Entries from a dataset:

◆ ◆ ◆

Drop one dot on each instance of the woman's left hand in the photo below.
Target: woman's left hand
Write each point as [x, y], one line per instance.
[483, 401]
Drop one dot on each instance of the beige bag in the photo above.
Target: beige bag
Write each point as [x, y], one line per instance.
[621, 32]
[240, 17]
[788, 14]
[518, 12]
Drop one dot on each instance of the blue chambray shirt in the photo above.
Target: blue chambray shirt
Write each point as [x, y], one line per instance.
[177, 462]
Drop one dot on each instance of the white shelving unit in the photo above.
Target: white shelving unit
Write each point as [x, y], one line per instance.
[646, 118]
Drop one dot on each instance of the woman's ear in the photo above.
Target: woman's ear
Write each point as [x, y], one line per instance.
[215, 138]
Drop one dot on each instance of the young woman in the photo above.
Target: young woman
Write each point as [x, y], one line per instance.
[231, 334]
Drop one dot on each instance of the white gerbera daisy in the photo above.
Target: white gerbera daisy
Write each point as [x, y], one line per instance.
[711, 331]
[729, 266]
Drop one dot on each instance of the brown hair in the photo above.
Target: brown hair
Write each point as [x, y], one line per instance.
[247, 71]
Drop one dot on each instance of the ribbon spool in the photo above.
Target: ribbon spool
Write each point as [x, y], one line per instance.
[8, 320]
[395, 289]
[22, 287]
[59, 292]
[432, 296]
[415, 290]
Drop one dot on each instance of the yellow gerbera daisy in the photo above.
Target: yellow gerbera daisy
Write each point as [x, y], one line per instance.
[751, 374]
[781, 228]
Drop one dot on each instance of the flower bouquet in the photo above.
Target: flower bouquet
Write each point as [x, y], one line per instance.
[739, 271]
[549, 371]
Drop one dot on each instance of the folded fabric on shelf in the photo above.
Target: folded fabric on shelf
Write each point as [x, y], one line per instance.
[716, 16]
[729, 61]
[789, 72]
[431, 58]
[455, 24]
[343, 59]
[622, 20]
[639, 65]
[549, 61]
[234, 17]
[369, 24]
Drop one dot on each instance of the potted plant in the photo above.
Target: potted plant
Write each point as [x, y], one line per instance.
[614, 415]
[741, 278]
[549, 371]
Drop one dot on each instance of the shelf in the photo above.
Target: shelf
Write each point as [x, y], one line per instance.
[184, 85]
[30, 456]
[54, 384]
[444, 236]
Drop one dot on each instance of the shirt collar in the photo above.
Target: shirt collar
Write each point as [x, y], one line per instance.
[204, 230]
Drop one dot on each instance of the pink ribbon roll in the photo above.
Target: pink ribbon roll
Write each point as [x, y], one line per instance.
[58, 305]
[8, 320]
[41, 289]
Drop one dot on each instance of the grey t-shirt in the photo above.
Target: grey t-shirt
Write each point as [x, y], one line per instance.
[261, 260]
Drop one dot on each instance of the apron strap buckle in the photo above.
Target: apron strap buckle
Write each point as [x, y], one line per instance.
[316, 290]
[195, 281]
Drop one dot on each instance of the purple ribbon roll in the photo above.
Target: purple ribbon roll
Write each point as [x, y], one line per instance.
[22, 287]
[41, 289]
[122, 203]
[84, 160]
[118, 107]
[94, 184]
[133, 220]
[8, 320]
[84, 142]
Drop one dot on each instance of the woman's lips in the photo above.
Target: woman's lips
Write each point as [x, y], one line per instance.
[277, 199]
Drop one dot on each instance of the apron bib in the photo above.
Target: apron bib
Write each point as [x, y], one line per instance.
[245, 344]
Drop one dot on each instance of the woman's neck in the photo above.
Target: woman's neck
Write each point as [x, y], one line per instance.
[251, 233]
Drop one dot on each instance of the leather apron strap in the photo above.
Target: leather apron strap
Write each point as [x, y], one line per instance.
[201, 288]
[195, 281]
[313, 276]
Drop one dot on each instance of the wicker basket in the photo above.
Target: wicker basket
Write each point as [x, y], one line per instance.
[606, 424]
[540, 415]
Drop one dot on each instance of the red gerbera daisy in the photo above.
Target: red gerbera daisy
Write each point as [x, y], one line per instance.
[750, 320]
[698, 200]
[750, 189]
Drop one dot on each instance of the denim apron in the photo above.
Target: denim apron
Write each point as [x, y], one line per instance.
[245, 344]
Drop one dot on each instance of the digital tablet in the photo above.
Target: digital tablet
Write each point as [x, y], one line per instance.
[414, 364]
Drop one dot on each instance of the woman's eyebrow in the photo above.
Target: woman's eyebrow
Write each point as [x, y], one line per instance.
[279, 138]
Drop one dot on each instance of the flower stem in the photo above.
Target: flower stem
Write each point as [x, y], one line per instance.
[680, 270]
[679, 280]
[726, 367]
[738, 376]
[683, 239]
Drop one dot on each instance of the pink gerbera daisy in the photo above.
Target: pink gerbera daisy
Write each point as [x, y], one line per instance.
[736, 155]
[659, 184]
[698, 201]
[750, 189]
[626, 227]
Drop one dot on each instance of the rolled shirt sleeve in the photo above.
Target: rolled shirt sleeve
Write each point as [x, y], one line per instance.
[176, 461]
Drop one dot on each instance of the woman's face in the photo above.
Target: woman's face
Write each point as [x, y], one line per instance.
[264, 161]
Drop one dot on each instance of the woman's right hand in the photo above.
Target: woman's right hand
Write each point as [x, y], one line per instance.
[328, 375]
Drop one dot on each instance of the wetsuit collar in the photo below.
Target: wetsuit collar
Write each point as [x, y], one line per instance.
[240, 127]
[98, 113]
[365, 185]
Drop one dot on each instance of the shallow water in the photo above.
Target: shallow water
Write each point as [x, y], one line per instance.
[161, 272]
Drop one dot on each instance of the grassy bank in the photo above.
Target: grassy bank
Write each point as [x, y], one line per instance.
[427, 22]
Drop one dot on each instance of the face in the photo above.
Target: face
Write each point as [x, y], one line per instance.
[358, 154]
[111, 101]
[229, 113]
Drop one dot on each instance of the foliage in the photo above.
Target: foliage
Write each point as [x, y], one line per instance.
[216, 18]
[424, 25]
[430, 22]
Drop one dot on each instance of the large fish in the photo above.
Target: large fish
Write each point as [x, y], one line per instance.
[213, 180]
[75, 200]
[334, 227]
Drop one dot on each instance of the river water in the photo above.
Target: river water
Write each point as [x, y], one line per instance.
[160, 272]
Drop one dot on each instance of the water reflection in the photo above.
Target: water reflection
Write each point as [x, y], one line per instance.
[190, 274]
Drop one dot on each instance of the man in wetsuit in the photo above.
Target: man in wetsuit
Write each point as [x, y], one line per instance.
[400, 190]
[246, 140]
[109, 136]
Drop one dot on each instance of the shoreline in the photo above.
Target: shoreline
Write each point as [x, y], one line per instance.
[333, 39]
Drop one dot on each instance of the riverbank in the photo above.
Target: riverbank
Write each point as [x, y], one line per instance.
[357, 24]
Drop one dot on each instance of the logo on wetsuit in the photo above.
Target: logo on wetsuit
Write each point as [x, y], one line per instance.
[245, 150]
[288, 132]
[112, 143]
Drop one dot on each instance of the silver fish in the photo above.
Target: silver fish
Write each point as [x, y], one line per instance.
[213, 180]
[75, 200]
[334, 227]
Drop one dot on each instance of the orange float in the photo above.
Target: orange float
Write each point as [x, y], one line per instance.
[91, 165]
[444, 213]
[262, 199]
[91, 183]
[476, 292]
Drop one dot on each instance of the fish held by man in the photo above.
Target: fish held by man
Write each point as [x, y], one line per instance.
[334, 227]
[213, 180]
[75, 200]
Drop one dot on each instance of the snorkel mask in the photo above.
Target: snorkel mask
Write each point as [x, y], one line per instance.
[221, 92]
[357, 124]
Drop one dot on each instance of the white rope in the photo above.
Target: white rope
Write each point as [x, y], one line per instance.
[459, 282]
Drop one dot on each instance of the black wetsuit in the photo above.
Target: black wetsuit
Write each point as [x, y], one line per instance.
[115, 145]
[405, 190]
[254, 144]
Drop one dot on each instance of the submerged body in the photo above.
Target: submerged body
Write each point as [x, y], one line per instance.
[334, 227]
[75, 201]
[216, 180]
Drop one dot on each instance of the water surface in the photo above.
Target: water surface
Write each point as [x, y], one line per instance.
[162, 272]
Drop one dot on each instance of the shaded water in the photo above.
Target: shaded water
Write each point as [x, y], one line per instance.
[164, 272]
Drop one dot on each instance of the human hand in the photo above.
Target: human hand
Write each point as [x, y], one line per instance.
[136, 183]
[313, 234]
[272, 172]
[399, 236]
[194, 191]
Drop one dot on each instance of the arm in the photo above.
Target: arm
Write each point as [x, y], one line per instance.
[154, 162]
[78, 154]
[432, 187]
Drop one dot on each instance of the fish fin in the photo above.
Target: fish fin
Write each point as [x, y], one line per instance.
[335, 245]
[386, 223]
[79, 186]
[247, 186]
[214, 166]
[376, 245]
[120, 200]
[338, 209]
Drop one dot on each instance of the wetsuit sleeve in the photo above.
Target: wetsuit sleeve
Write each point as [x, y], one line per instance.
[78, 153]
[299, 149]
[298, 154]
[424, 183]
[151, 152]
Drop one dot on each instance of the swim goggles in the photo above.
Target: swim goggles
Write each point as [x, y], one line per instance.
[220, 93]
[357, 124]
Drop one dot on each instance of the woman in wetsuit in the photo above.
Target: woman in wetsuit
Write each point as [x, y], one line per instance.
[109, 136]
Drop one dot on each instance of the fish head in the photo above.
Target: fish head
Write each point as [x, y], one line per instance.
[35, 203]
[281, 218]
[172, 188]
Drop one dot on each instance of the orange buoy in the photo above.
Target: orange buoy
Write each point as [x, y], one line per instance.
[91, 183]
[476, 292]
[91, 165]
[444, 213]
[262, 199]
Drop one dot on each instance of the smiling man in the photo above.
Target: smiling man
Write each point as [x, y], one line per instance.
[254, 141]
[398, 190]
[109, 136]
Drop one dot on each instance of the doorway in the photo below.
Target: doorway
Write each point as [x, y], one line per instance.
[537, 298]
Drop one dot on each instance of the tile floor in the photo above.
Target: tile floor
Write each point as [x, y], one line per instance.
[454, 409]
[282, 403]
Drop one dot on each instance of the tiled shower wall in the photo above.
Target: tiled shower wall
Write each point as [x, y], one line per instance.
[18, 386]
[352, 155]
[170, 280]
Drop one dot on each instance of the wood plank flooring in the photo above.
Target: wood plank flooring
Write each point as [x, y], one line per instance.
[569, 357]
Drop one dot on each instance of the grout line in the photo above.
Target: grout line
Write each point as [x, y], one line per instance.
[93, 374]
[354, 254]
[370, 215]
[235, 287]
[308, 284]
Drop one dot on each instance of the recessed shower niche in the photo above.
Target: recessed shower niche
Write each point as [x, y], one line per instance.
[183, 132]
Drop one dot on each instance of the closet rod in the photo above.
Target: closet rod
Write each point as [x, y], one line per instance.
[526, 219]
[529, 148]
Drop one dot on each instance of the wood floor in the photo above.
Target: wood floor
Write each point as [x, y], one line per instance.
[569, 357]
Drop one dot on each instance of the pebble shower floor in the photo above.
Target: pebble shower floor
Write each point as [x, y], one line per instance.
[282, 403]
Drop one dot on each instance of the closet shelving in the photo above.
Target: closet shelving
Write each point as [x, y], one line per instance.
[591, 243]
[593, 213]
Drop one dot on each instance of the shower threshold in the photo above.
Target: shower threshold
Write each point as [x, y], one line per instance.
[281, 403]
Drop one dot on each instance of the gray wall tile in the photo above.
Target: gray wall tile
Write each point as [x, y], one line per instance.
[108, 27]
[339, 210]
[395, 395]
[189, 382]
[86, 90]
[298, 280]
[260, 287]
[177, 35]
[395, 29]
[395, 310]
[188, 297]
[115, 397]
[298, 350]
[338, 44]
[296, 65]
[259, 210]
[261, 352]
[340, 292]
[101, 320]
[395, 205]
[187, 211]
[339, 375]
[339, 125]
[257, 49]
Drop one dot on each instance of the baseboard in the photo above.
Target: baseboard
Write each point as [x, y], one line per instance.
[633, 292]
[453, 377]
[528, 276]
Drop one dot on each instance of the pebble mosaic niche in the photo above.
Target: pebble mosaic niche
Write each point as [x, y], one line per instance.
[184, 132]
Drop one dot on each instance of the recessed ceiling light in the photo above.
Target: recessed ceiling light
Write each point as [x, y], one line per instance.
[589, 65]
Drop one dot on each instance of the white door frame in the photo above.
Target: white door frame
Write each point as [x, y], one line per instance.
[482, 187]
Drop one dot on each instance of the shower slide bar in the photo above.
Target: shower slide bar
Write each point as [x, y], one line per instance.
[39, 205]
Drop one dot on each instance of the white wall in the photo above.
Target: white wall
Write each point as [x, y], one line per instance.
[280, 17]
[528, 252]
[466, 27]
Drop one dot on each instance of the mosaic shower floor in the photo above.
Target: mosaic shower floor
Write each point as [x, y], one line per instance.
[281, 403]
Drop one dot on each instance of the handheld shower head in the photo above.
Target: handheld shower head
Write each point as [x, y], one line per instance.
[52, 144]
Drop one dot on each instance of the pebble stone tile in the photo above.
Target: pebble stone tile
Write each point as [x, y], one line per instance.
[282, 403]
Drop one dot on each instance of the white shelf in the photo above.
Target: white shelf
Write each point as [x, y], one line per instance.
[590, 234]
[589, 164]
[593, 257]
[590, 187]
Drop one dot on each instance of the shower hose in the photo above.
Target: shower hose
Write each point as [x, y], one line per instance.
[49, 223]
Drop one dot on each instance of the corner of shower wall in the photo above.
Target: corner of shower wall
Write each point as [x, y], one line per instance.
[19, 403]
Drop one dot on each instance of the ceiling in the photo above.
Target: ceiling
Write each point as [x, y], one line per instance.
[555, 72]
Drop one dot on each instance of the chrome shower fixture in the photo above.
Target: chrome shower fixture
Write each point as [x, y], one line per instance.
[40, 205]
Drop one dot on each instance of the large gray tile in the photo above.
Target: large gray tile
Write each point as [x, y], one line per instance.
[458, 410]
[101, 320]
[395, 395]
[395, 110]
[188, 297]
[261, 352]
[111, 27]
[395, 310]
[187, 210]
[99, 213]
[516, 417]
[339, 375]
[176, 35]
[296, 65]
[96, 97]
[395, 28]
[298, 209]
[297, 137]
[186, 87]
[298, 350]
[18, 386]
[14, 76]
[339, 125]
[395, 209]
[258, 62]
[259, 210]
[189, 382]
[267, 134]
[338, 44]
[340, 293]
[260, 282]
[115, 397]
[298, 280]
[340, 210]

◆ ◆ ◆

WRITTEN TASK: Format the lines beginning with the one that contains "Drop one dot on each instance of the pebble stone" and ending with the final line above as a JSON list of strings, one string per line and blank lines omitted.

OUTPUT OF THE EXERCISE:
[
  "Drop one dot on each instance of the pebble stone tile in the photo above.",
  "Target: pebble stone tile",
  "Write each point as [x, y], one line per instance.",
  "[282, 403]",
  "Drop one dot on each instance of the white shelf in the photo above.",
  "Target: white shelf",
  "Write each point as [x, y], one line per instance.",
  "[590, 234]",
  "[589, 164]",
  "[593, 257]",
  "[590, 187]",
  "Drop one dot on each instance of the shower hose in the photo above.",
  "Target: shower hose",
  "Write each point as [x, y], one line per instance.",
  "[49, 223]",
  "Drop one dot on each instance of the corner of shower wall in the photo above.",
  "Target: corner of shower wall",
  "Write each point as [x, y], one line per instance.",
  "[19, 403]",
  "Drop one dot on each instance of the ceiling in the photo above.",
  "Target: ceiling",
  "Write each point as [x, y], one line per instance.",
  "[555, 72]",
  "Drop one dot on each instance of the chrome shower fixture in the photo above.",
  "Target: chrome shower fixture",
  "Write each point as [x, y], one line per instance.",
  "[40, 205]",
  "Drop one dot on each instance of the large gray tile in the photo above.",
  "Target: large gray tile",
  "Write each point as [x, y], one line per instance.",
  "[458, 410]",
  "[101, 320]",
  "[395, 395]",
  "[395, 110]",
  "[188, 297]",
  "[261, 352]",
  "[111, 27]",
  "[395, 310]",
  "[187, 210]",
  "[99, 213]",
  "[516, 417]",
  "[339, 375]",
  "[176, 35]",
  "[296, 65]",
  "[96, 97]",
  "[395, 28]",
  "[298, 209]",
  "[297, 137]",
  "[186, 87]",
  "[298, 350]",
  "[18, 386]",
  "[14, 76]",
  "[339, 125]",
  "[395, 209]",
  "[258, 62]",
  "[259, 210]",
  "[189, 382]",
  "[267, 134]",
  "[338, 44]",
  "[340, 293]",
  "[260, 282]",
  "[115, 397]",
  "[298, 280]",
  "[340, 210]"
]